### TASK OBJECTIVE:
Please reproduce the entire passage about Timothy below word for word.

|Volume 21 Number 2 February 2019||
Timothy may have heard Paul preach through the ruckus that accompanied the apostle’s first trip to Lystra and Derbe (Acts 14:6-20), but the entrance of the young servant into Paul’s life would come in Paul’s second appearance (Acts 16:1-3).
This young disciple had been trained in Scripture (2 Timothy 3:14-15), apparently by his mother and grandmother (2 Timothy 1:5), and had a good reputation in his area (Acts 16:1). Paul was inclined to take this man on the journey of mission work, but something needed done first. Being the son of a Jewish woman and a Greek man made Timothy an outcast in the eyes of many of the zealous Jews. Paul “took him and circumcised him because of the Jews who were in that region” (Acts 16:3). There is an indication of commitment. A young adult male was willing to have painful surgery just so the Gospel he was carrying would be more appealing to the folks to whom he was preaching. He did not want to be a stumbling block to Jews who still believed it was necessary (1 Corinthians 9:19-23).
Dedication further characterized Timothy’s life. He was with Paul off and on through remaining journeys (Acts 17:14-15; 18:5; 19:22; 20:4; 2 Corinthians 1:1; Philippians 1:1; Colossians 1:1; 1 Thessalonians 1:1; 2 Thessalonians 1:1). He was characterized by Paul as one who worked for the Lord (1 Corinthians 16:10) and as a son in the faith (1 Timothy 1:2; 1 Corinthians 4:17; Philippians 2:22). Paul lauded him for his selfless sincerity (Philippians 2:19-21). On that occasion, the imprisoned apostle was sending him to spiritually care for the Philippian brethren. No one else could match his qualifications of character (Philippians 2:20).
Yet, there was another man who almost died taking care of Paul in the name of the Lord. Epaphroditus had brought a gift from the Philippians to Paul (Philippians 4:18), and while ministering to him, became so sick that he almost died (Philippians 2:25-30). Although the apostle Paul knew those who were insincere and even maliciously ambitious (Philippians 2:21; 1:15-17), he also knew some very dedicated servants.

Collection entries
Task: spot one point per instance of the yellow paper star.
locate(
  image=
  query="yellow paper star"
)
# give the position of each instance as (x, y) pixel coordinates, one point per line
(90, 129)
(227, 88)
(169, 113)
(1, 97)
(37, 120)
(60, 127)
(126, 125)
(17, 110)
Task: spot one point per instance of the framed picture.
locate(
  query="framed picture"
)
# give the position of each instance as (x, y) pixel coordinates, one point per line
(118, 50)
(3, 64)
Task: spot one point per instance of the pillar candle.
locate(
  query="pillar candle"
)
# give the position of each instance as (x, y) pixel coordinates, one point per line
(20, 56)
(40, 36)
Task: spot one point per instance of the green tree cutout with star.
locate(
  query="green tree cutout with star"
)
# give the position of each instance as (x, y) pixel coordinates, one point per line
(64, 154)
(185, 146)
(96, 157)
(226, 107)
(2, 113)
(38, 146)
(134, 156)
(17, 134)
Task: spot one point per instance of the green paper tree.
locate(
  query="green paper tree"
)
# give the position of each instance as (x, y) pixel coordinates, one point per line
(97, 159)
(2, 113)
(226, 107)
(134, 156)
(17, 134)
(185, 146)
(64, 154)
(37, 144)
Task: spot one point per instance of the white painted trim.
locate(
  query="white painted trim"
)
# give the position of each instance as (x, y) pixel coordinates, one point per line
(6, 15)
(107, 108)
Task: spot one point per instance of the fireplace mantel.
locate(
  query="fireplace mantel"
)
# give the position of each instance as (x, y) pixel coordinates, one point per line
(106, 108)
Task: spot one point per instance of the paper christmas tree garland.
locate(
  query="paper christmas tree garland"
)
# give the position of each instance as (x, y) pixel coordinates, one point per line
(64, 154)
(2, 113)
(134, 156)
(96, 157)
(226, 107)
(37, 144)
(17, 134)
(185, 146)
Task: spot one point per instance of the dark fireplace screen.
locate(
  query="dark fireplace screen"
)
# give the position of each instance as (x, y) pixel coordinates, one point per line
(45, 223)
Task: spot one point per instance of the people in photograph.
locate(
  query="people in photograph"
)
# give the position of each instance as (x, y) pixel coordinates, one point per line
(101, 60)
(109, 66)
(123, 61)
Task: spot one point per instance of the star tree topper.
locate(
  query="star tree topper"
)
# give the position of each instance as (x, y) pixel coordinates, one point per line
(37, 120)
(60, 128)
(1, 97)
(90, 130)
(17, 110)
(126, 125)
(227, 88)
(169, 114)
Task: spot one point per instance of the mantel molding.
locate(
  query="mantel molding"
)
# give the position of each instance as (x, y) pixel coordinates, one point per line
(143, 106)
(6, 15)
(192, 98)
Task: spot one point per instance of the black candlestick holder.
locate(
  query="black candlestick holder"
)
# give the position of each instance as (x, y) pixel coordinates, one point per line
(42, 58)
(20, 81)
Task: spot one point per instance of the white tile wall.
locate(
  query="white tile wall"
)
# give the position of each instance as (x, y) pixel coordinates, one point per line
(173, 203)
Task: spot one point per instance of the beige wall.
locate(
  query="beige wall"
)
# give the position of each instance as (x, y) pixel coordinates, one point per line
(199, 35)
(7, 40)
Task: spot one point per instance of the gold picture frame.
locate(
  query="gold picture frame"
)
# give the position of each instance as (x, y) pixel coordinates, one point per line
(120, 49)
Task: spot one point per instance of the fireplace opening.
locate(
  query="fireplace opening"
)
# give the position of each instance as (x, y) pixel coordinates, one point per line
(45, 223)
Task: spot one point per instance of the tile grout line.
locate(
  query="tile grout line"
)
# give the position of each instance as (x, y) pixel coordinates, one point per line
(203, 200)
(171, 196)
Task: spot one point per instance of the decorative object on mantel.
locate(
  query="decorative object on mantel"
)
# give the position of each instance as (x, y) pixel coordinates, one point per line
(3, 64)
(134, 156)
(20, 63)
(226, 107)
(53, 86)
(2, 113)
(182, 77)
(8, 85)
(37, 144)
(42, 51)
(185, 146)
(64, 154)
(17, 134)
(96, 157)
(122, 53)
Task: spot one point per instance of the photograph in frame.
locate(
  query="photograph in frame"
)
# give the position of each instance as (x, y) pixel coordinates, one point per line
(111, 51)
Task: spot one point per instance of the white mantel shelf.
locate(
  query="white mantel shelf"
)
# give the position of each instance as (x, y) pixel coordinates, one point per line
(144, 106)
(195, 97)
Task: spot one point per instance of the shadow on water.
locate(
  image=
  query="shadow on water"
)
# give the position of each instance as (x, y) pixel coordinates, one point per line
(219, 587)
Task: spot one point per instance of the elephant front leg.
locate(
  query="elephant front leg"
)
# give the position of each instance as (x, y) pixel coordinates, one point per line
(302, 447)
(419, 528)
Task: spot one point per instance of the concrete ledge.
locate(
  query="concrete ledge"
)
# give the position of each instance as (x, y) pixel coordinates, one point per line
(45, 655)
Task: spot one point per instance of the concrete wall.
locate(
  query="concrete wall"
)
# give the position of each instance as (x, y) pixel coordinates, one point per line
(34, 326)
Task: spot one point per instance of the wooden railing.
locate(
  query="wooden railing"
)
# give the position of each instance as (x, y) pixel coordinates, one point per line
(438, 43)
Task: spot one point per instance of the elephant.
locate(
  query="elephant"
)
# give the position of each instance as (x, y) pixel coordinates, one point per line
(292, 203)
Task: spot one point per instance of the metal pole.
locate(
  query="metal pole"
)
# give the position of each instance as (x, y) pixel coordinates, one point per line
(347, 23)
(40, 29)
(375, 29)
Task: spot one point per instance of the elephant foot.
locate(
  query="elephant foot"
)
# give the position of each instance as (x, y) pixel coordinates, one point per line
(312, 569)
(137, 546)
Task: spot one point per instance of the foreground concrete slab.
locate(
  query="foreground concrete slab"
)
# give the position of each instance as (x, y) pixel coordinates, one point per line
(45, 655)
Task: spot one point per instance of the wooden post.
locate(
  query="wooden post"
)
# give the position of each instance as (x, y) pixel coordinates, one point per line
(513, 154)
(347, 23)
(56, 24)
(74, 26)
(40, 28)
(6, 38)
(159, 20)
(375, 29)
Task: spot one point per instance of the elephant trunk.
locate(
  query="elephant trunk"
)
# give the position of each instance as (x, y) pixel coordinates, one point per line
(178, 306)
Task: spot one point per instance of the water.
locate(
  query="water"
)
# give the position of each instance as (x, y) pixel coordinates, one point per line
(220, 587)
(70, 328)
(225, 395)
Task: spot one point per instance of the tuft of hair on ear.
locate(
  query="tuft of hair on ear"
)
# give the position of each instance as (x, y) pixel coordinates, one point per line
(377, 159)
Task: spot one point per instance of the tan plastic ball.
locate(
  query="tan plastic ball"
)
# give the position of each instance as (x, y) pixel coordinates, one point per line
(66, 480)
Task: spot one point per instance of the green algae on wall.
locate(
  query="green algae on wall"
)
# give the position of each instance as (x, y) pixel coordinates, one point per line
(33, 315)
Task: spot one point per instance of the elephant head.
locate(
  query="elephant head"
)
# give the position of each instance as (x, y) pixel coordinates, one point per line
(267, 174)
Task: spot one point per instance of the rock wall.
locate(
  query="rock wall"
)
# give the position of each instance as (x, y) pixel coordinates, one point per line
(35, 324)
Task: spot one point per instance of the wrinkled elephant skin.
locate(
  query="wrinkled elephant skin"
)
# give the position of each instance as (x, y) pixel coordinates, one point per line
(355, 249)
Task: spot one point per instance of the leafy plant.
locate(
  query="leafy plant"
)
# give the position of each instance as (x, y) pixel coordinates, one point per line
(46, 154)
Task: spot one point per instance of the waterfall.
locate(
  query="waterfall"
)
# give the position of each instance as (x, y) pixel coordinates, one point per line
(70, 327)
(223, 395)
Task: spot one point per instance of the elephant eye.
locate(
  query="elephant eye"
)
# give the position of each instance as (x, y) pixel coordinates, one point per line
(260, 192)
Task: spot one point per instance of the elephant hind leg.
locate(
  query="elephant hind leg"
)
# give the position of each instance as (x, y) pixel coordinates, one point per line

### YOUR RESPONSE:
|Volume 21 Number 2 February 2019||
Timothy may have heard Paul preach through the ruckus that accompanied the apostle’s first trip to Lystra and Derbe (Acts 14:6-20), but the entrance of the young servant into Paul’s life would come in Paul’s second appearance (Acts 16:1-3).
This young disciple had been trained in Scripture (2 Timothy 3:14-15), apparently by his mother and grandmother (2 Timothy 1:5), and had a good reputation in his area (Acts 16:1). Paul was inclined to take this man on the journey of mission work, but something needed done first. Being the son of a Jewish woman and a Greek man made Timothy an outcast in the eyes of many of the zealous Jews. Paul “took him and circumcised him because of the Jews who were in that region” (Acts 16:3). There is an indication of commitment. A young adult male was willing to have painful surgery just so the Gospel he was carrying would be more appealing to the folks to whom he was preaching. He did not want to be a stumbling block to Jews who still believed it was necessary (1 Corinthians 9:19-23).
Dedication further characterized Timothy’s life. He was with Paul off and on through remaining journeys (Acts 17:14-15; 18:5; 19:22; 20:4; 2 Corinthians 1:1; Philippians 1:1; Colossians 1:1; 1 Thessalonians 1:1; 2 Thessalonians 1:1). He was characterized by Paul as one who worked for the Lord (1 Corinthians 16:10) and as a son in the faith (1 Timothy 1:2; 1 Corinthians 4:17; Philippians 2:22). Paul lauded him for his selfless sincerity (Philippians 2:19-21). On that occasion, the imprisoned apostle was sending him to spiritually care for the Philippian brethren. No one else could match his qualifications of character (Philippians 2:20).
Yet, there was another man who almost died taking care of Paul in the name of the Lord. Epaphroditus had brought a gift from the Philippians to Paul (Philippians 4:18), and while ministering to him, became so sick that he almost died (Philippians 2:25-30). Although the apostle Paul knew those who were insincere and even maliciously ambitious (Philippians 2:21; 1:15-17), he also knew some very dedicated servants.